**Attività**
A – Riscrivi il tratto del brano che va da "D: I due ucraini" fino a "mi ricordo tanto.", mettendo "Rossi" al posto di "Perotti".
B – Rispondi alle domande sul brano.
(i) Chi era il sindaco di Milano ricordato da chi risponde?
(ii) Che cosa era attaccato ai sassi che l'amico buttava dalla rete?
(iii) Quanti erano quelli che andavano a lavorare a tirar su i paloni?

R: No, mi ricordo il blocco di dove ero con Perotti che era il blocco D, dei pericolosi.

D: I due ucraini tu te li ricordi?

R: No, no.

D: Neanche la “Tigre” ti ricordi?

R: No, mi ricordo solo Perotti, mi ricordo quello che era sindaco di Milano, Virgilio Ferrari, e qualche altro compagno con cui poi ci siamo persi di vista o fu mandato a casa perché era giovane. Dopo lì ci si perde perché un po’ per la delusione, un po’ per tutto quello che è successo. Allora la vita è fatta così e dopo una certa età non mi ricordo tanto.

D: Ricordi se all’interno del campo di Bolzano c’era un gruppo di resistenti?

R: Come resistenti?

D: Cioè che lavoravano per la resistenza all’interno del campo?

R: No, io mi ricordo solo che al campo di concentramento di Bolzano c’era un amico mio che veniva a buttarmi dalla rete dei sassi con attaccato delle pastiglie per salvare i denti; fu preso ma non aveva niente addosso perché aveva buttato a me il sasso con le pastiglie con gli elastichini in modo che non si perdessero nel volo. Queste pastiglie bisognava prenderle per salvarsi i denti perché adesso io sono senza i denti ma allora li avevo forti, allora.

D: Al campo di Sarentino dove c’erano le baracche vicine c’erano anche delle case di civili?

R: No, non mi ricordo.

D: Non hai mai incontrato civili?

R: Civili ne abbiamo incontrati andando a lavorare. Si passava davanti a una casa e lì avevano buttato fuori le bucce delle patate che noi si raccoglieva per mangiare. Ho preso una botta sulla testa perché raccoglievo queste bucce di patate, solo quello ricordo di Sarentino.

D: A Sarentino lavoravate tutti sulle linee elettriche o c’erano altri lavori?

R: Non tutti, perché eravamo una trentina che andavamo a lavorare a tirar su questi paloni, gli altri non so dove andassero a lavorare e se andavano a lavorare oppure avevano scelto noi per lavorare.

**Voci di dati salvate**
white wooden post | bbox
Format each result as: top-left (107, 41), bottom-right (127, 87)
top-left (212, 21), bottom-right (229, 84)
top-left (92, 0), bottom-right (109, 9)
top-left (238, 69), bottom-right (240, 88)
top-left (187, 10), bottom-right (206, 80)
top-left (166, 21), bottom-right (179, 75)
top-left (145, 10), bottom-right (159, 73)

**Risposte per attività**
A –
D: I due ucraini tu te li ricordi?

R: No, no.

D: Neanche la “Tigre” ti ricordi?

R: No, mi ricordo solo Rossi, mi ricordo quello che era sindaco di Milano, Virgilio Ferrari, e qualche altro compagno con cui poi ci siamo persi di vista o fu mandato a casa perché era giovane. Dopo lì ci si perde perché un po’ per la delusione, un po’ per tutto quello che è successo. Allora la vita è fatta così e dopo una certa età non mi ricordo tanto.

B –
(i) Virgilio Ferrari.
(ii) Delle pastiglie per salvare i denti, tenute con gli elastichini.
(iii) Una trentina.